STATED GOAL: Take the line that contains "Could you please outline every instance of the peeled" as the first line and the final line of the records as the last; return exactly those lines and the lines between.

+===+

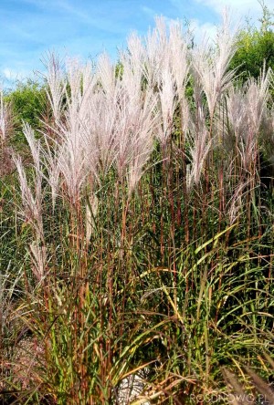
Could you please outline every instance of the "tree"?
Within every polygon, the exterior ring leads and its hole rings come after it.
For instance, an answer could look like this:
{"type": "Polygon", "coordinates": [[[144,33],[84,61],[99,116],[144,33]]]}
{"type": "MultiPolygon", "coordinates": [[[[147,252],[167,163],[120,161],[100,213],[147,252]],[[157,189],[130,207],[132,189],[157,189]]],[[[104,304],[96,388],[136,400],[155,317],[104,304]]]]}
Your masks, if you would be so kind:
{"type": "Polygon", "coordinates": [[[237,40],[238,48],[230,65],[231,68],[237,68],[237,72],[243,80],[249,77],[258,78],[264,62],[267,68],[274,70],[274,15],[263,2],[260,5],[260,26],[257,28],[248,23],[240,30],[237,40]]]}

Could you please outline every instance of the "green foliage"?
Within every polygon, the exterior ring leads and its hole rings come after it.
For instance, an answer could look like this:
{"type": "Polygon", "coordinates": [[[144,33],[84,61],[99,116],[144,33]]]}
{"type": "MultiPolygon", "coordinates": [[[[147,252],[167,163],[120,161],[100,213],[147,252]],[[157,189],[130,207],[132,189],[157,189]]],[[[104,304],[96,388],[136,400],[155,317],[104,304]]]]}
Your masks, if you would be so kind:
{"type": "Polygon", "coordinates": [[[268,9],[263,9],[260,27],[248,24],[237,36],[238,49],[230,68],[237,68],[243,80],[249,77],[258,78],[264,62],[267,68],[274,69],[274,24],[271,16],[268,9]]]}
{"type": "Polygon", "coordinates": [[[16,126],[16,143],[25,142],[21,135],[22,121],[27,122],[32,128],[41,128],[43,113],[46,106],[46,90],[41,84],[28,79],[18,82],[16,89],[6,95],[6,100],[13,107],[16,126]]]}

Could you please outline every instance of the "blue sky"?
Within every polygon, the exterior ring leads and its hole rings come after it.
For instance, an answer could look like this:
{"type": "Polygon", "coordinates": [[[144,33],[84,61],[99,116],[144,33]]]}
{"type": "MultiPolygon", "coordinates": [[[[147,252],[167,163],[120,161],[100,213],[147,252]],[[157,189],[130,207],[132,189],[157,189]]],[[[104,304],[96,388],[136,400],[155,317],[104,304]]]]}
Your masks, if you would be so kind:
{"type": "MultiPolygon", "coordinates": [[[[266,0],[274,8],[274,0],[266,0]]],[[[260,16],[257,0],[0,0],[0,81],[43,70],[48,50],[60,55],[96,57],[103,50],[115,57],[132,30],[144,35],[155,16],[188,20],[209,34],[224,6],[239,19],[260,16]]]]}

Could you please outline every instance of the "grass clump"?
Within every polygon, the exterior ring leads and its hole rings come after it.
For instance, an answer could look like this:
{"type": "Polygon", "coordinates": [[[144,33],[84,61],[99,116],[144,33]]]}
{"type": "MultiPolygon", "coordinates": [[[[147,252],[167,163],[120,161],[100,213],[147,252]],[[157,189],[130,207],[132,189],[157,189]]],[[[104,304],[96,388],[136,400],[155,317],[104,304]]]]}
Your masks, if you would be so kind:
{"type": "Polygon", "coordinates": [[[49,55],[47,119],[23,124],[31,159],[13,152],[1,180],[3,403],[224,403],[250,379],[266,388],[273,73],[240,86],[235,38],[225,19],[214,48],[192,49],[160,18],[119,71],[106,55],[49,55]]]}

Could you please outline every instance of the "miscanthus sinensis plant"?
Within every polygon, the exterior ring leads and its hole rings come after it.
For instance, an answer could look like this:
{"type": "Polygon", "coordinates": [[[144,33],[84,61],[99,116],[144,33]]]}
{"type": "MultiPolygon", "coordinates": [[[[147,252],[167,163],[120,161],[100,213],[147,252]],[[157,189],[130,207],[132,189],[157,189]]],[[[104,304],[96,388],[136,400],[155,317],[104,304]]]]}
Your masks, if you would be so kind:
{"type": "Polygon", "coordinates": [[[50,114],[14,155],[14,306],[39,355],[26,389],[9,369],[13,400],[188,403],[227,392],[222,367],[270,373],[273,74],[240,85],[235,52],[227,17],[199,47],[158,18],[118,64],[48,55],[50,114]]]}

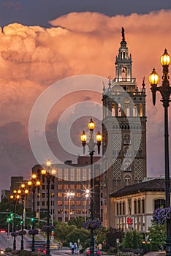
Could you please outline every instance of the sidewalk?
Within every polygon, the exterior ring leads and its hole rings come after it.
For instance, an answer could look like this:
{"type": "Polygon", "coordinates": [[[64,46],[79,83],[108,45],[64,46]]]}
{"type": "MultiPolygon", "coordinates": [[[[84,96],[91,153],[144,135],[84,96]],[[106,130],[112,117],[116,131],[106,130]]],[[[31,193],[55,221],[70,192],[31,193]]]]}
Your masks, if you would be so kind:
{"type": "Polygon", "coordinates": [[[163,256],[166,254],[166,252],[148,252],[144,256],[163,256]]]}

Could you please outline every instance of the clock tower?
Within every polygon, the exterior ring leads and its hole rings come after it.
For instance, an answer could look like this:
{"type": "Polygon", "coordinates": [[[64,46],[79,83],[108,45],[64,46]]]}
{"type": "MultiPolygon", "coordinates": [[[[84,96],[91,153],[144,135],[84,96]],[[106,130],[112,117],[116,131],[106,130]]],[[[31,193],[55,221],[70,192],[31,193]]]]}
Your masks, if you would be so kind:
{"type": "Polygon", "coordinates": [[[115,78],[103,89],[103,224],[113,227],[110,195],[146,177],[146,116],[144,79],[139,89],[132,76],[124,29],[115,57],[115,78]]]}

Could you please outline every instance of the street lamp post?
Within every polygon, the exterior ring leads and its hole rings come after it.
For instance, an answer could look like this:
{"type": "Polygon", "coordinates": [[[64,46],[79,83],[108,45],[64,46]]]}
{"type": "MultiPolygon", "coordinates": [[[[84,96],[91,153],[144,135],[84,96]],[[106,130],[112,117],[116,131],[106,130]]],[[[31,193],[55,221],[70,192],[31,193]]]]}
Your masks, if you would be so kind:
{"type": "MultiPolygon", "coordinates": [[[[169,132],[168,132],[168,108],[170,102],[171,86],[169,81],[169,65],[171,59],[167,50],[160,59],[163,67],[162,84],[157,86],[159,77],[153,68],[152,73],[149,75],[149,82],[151,85],[151,90],[153,95],[153,103],[156,104],[156,93],[159,91],[162,95],[161,102],[164,108],[164,162],[165,162],[165,197],[166,207],[170,206],[170,154],[169,154],[169,132]]],[[[171,255],[171,220],[167,219],[167,238],[166,238],[166,255],[171,255]]]]}
{"type": "MultiPolygon", "coordinates": [[[[56,171],[55,169],[50,169],[51,162],[48,160],[46,162],[46,168],[42,170],[42,174],[46,177],[47,181],[47,189],[48,189],[48,213],[47,213],[47,225],[49,227],[50,225],[50,184],[51,181],[51,177],[53,175],[56,175],[56,171]]],[[[50,256],[50,230],[48,228],[47,230],[47,246],[46,246],[46,256],[50,256]]]]}
{"type": "MultiPolygon", "coordinates": [[[[40,186],[40,181],[37,180],[37,175],[33,173],[31,176],[31,180],[28,181],[28,185],[31,187],[32,193],[33,193],[33,222],[32,222],[32,230],[35,228],[35,192],[36,189],[39,188],[40,186]]],[[[31,251],[35,252],[35,234],[33,232],[32,233],[32,245],[31,245],[31,251]]]]}
{"type": "Polygon", "coordinates": [[[23,208],[23,201],[26,200],[26,196],[28,195],[28,190],[25,188],[25,184],[22,184],[20,186],[20,189],[18,190],[18,194],[20,196],[20,198],[21,198],[21,206],[22,206],[22,219],[21,219],[21,241],[20,241],[20,249],[23,250],[23,214],[24,213],[24,208],[23,208]]]}
{"type": "Polygon", "coordinates": [[[86,222],[86,204],[87,204],[87,200],[89,197],[90,190],[86,189],[85,193],[86,193],[85,194],[86,201],[85,201],[85,205],[84,205],[84,220],[86,222]]]}
{"type": "MultiPolygon", "coordinates": [[[[16,219],[16,208],[17,208],[17,203],[20,198],[20,195],[17,194],[17,190],[13,191],[13,194],[10,195],[10,199],[14,200],[14,218],[13,218],[13,225],[12,225],[12,230],[13,232],[15,232],[15,219],[16,219]]],[[[14,236],[14,240],[13,240],[13,249],[16,249],[16,236],[14,236]]]]}
{"type": "Polygon", "coordinates": [[[70,220],[71,219],[71,199],[72,197],[75,196],[75,193],[74,192],[67,192],[66,194],[67,197],[68,197],[68,220],[70,220]]]}
{"type": "MultiPolygon", "coordinates": [[[[80,139],[82,141],[82,145],[83,147],[83,153],[85,154],[85,146],[88,146],[89,150],[89,155],[91,157],[91,219],[94,220],[94,175],[93,175],[93,156],[95,152],[94,148],[97,146],[98,148],[98,154],[100,153],[100,145],[102,140],[102,135],[100,134],[99,131],[96,135],[96,142],[94,142],[94,129],[95,127],[95,124],[93,121],[92,118],[88,124],[88,127],[90,131],[90,138],[89,142],[87,142],[87,135],[85,133],[85,131],[83,132],[80,135],[80,139]]],[[[90,237],[90,256],[94,256],[94,230],[91,229],[91,237],[90,237]]]]}

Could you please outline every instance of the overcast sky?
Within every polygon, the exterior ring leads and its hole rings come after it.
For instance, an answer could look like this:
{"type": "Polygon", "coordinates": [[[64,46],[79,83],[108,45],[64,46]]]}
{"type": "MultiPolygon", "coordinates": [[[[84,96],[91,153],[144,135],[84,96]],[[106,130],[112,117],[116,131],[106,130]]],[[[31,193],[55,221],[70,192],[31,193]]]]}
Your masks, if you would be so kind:
{"type": "MultiPolygon", "coordinates": [[[[77,120],[81,114],[88,116],[80,113],[79,102],[91,103],[83,109],[89,110],[101,129],[98,115],[102,83],[106,84],[110,75],[115,78],[123,26],[132,56],[132,76],[139,89],[145,78],[148,176],[164,175],[164,110],[159,95],[156,106],[152,105],[148,76],[153,67],[162,75],[159,57],[165,48],[171,53],[170,23],[168,0],[0,1],[0,188],[9,188],[11,176],[29,178],[31,167],[39,162],[28,140],[30,115],[39,99],[42,103],[36,109],[34,135],[43,136],[38,124],[47,111],[47,139],[61,162],[82,154],[80,134],[89,120],[77,120]],[[92,76],[88,83],[83,76],[87,75],[92,76]],[[49,95],[54,83],[56,91],[49,95]],[[88,93],[85,91],[88,83],[93,90],[88,93]],[[48,102],[52,104],[53,97],[58,101],[50,108],[48,102]],[[69,145],[74,141],[78,147],[73,155],[62,148],[56,138],[60,120],[64,132],[60,143],[67,144],[64,131],[69,131],[69,145]]],[[[44,148],[38,146],[37,151],[41,154],[44,148]]],[[[42,161],[48,157],[44,151],[42,161]]]]}

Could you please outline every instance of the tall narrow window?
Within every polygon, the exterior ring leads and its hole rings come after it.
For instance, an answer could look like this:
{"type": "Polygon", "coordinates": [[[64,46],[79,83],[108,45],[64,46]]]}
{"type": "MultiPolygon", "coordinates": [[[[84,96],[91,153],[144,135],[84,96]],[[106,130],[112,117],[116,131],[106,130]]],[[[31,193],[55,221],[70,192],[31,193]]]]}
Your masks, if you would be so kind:
{"type": "Polygon", "coordinates": [[[134,214],[137,214],[137,200],[136,200],[134,202],[134,214]]]}
{"type": "Polygon", "coordinates": [[[140,200],[138,200],[138,214],[141,213],[141,202],[140,200]]]}

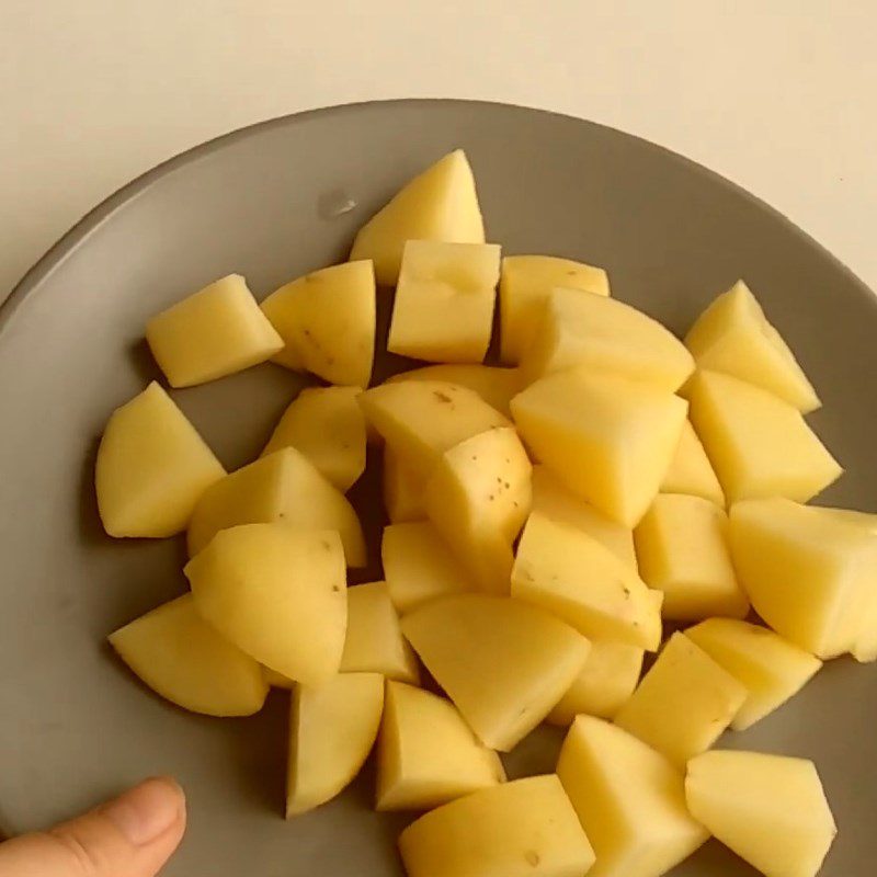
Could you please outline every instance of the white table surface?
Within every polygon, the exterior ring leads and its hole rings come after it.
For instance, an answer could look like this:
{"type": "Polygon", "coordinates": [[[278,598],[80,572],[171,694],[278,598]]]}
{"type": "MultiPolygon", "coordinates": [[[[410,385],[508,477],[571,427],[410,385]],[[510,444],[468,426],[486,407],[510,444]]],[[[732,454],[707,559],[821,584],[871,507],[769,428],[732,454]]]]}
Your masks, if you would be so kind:
{"type": "Polygon", "coordinates": [[[0,298],[218,134],[374,98],[508,101],[667,146],[877,288],[875,0],[0,0],[0,298]]]}

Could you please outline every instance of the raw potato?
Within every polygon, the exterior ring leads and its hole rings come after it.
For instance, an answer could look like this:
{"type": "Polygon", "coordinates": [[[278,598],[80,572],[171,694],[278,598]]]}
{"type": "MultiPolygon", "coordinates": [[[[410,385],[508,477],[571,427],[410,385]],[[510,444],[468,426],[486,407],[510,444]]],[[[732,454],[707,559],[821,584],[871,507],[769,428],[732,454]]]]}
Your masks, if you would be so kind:
{"type": "Polygon", "coordinates": [[[445,452],[426,483],[426,514],[488,593],[509,593],[512,542],[529,512],[531,470],[517,433],[500,426],[445,452]]]}
{"type": "Polygon", "coordinates": [[[684,767],[718,740],[747,695],[703,649],[673,634],[615,724],[684,767]]]}
{"type": "Polygon", "coordinates": [[[94,487],[111,536],[161,538],[189,525],[195,503],[226,474],[173,399],[155,381],[110,417],[94,487]]]}
{"type": "Polygon", "coordinates": [[[685,636],[741,682],[749,696],[731,722],[744,731],[796,695],[822,661],[766,627],[732,618],[708,618],[685,636]]]}
{"type": "Polygon", "coordinates": [[[631,569],[637,569],[634,531],[606,517],[593,505],[567,490],[545,466],[533,467],[533,511],[558,524],[586,533],[631,569]]]}
{"type": "Polygon", "coordinates": [[[819,658],[856,648],[877,591],[877,539],[790,500],[738,502],[730,544],[752,607],[777,634],[819,658]]]}
{"type": "Polygon", "coordinates": [[[499,755],[444,697],[387,682],[377,750],[377,809],[432,810],[505,782],[499,755]]]}
{"type": "Polygon", "coordinates": [[[521,437],[567,487],[633,527],[679,445],[683,399],[628,378],[574,368],[512,399],[521,437]]]}
{"type": "Polygon", "coordinates": [[[408,877],[582,877],[594,862],[554,774],[432,810],[402,832],[399,850],[408,877]]]}
{"type": "Polygon", "coordinates": [[[480,363],[500,276],[497,243],[409,240],[387,350],[433,363],[480,363]]]}
{"type": "Polygon", "coordinates": [[[592,639],[581,673],[546,721],[566,728],[580,713],[615,718],[637,687],[642,658],[643,650],[636,646],[592,639]]]}
{"type": "Polygon", "coordinates": [[[506,255],[500,277],[500,358],[509,365],[521,355],[538,324],[548,294],[557,286],[610,294],[610,281],[602,267],[560,259],[556,255],[506,255]]]}
{"type": "Polygon", "coordinates": [[[338,533],[244,524],[184,572],[204,619],[260,663],[307,685],[338,673],[348,626],[338,533]]]}
{"type": "Polygon", "coordinates": [[[590,639],[656,651],[661,615],[630,567],[586,533],[542,514],[524,527],[512,596],[554,613],[590,639]]]}
{"type": "Polygon", "coordinates": [[[341,672],[380,673],[414,685],[420,682],[418,660],[402,637],[386,582],[348,589],[348,635],[341,672]]]}
{"type": "Polygon", "coordinates": [[[767,390],[698,372],[686,392],[729,503],[761,497],[807,502],[843,472],[800,412],[767,390]]]}
{"type": "Polygon", "coordinates": [[[273,361],[329,384],[367,387],[375,308],[375,274],[368,260],[330,265],[281,286],[262,303],[286,345],[273,361]]]}
{"type": "Polygon", "coordinates": [[[379,673],[339,673],[318,687],[295,686],[287,819],[331,800],[360,773],[375,743],[383,710],[379,673]]]}
{"type": "Polygon", "coordinates": [[[816,877],[838,829],[816,766],[760,752],[706,752],[688,763],[695,819],[765,877],[816,877]]]}
{"type": "Polygon", "coordinates": [[[426,516],[423,508],[423,491],[426,479],[420,470],[399,459],[389,446],[384,446],[384,505],[394,524],[405,521],[422,521],[426,516]]]}
{"type": "Polygon", "coordinates": [[[267,684],[262,668],[195,611],[192,594],[111,634],[119,658],[156,693],[206,716],[251,716],[267,684]]]}
{"type": "Polygon", "coordinates": [[[805,414],[821,402],[779,332],[743,281],[697,318],[685,337],[699,368],[763,387],[805,414]]]}
{"type": "Polygon", "coordinates": [[[390,600],[400,615],[431,600],[475,590],[469,573],[429,521],[385,527],[380,559],[390,600]]]}
{"type": "Polygon", "coordinates": [[[521,355],[521,373],[533,381],[573,366],[675,392],[694,372],[694,360],[670,330],[623,301],[553,289],[521,355]]]}
{"type": "Polygon", "coordinates": [[[512,415],[509,408],[512,397],[524,389],[517,368],[500,368],[493,365],[426,365],[423,368],[400,372],[386,383],[396,384],[399,380],[443,380],[467,387],[506,418],[512,415]]]}
{"type": "Polygon", "coordinates": [[[483,243],[485,223],[466,153],[455,149],[399,190],[357,232],[350,258],[372,259],[392,286],[409,240],[483,243]]]}
{"type": "Polygon", "coordinates": [[[402,380],[360,396],[365,417],[406,466],[425,478],[445,451],[509,421],[466,387],[402,380]]]}
{"type": "Polygon", "coordinates": [[[172,387],[242,372],[283,349],[283,339],[240,274],[229,274],[153,317],[146,340],[172,387]]]}
{"type": "Polygon", "coordinates": [[[548,715],[589,648],[547,612],[487,594],[429,603],[402,618],[402,633],[481,742],[502,752],[548,715]]]}
{"type": "Polygon", "coordinates": [[[262,452],[300,451],[342,493],[365,471],[365,417],[358,387],[306,387],[291,402],[262,452]]]}
{"type": "Polygon", "coordinates": [[[725,508],[725,492],[690,420],[682,428],[676,454],[661,481],[661,493],[703,497],[725,508]]]}
{"type": "Polygon", "coordinates": [[[664,595],[664,618],[747,616],[749,599],[731,563],[724,509],[701,497],[659,493],[634,535],[642,580],[664,595]]]}
{"type": "Polygon", "coordinates": [[[576,719],[557,774],[594,847],[589,877],[661,877],[709,836],[688,813],[682,774],[606,721],[576,719]]]}
{"type": "Polygon", "coordinates": [[[353,506],[294,447],[262,457],[204,492],[189,525],[189,554],[197,555],[227,527],[274,521],[335,529],[348,566],[366,563],[365,538],[353,506]]]}

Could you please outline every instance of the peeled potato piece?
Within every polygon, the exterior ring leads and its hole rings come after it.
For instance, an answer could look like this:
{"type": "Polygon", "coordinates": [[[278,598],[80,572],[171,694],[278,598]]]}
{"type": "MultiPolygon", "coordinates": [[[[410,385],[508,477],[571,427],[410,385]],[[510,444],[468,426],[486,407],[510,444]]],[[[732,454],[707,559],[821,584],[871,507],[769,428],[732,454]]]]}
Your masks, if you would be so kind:
{"type": "Polygon", "coordinates": [[[192,594],[119,628],[110,645],[153,692],[193,713],[251,716],[265,701],[259,663],[198,615],[192,594]]]}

+===+

SOLUTION TO THIS TASK:
Could you please outline every instance of the peeled potato piece?
Within every polygon, the exterior ring leads and its hole rings come after it.
For instance, an answer could look like this:
{"type": "Polygon", "coordinates": [[[278,598],[80,572],[171,694],[278,598]]]}
{"type": "MultiPolygon", "coordinates": [[[[410,385],[508,477],[571,427],[410,385]],[[510,444],[468,426],[486,407],[510,444]]],[[[732,454],[707,559],[821,584],[871,507],[769,428],[732,454]]]]}
Your masks, if you would be so kind:
{"type": "Polygon", "coordinates": [[[192,594],[119,628],[110,645],[153,692],[193,713],[251,716],[265,701],[259,663],[198,615],[192,594]]]}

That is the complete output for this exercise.